Description of the task — Sort through the material below and copy each line with "detect".

Supplied records —
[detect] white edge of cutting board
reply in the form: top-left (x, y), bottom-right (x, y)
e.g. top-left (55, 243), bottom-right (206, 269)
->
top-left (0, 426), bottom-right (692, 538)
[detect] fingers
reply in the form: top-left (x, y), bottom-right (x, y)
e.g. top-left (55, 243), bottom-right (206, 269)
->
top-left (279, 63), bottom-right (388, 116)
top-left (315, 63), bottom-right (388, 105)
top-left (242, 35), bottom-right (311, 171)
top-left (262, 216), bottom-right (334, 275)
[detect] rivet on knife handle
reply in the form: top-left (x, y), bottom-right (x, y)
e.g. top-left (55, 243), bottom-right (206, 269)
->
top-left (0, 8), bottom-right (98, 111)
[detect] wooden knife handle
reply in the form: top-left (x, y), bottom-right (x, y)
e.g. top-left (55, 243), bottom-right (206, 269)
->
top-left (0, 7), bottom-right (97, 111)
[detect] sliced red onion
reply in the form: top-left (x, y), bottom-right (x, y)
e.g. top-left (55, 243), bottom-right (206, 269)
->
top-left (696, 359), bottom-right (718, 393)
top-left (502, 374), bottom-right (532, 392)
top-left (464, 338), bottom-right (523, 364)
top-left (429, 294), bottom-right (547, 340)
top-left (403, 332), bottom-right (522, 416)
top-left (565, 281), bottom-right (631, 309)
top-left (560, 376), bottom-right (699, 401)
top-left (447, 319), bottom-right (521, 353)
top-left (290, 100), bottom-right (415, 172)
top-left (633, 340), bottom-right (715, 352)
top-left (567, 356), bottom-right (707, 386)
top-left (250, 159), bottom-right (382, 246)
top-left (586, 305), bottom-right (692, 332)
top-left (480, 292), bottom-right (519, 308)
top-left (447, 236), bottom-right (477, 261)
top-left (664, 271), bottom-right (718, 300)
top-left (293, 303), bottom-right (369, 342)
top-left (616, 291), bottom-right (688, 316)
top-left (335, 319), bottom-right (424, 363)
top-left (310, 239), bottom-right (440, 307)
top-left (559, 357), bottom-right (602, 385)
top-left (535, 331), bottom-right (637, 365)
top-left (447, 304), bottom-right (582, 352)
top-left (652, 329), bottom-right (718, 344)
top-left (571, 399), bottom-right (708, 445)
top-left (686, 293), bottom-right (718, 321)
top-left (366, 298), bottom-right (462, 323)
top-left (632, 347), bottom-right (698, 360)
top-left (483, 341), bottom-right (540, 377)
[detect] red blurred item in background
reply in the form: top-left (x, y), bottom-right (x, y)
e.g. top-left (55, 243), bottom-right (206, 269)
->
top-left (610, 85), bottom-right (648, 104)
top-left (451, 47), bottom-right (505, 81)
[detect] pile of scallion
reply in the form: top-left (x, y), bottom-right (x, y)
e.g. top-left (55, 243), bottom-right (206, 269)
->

* * *

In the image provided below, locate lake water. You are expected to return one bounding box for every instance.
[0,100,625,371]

Solution below —
[detect] white edge of cutting board
[detect] fingers
[detect] rivet on knife handle
[detect] wooden knife handle
[detect] sliced red onion
[detect] red blurred item in background
[detect] pile of scallion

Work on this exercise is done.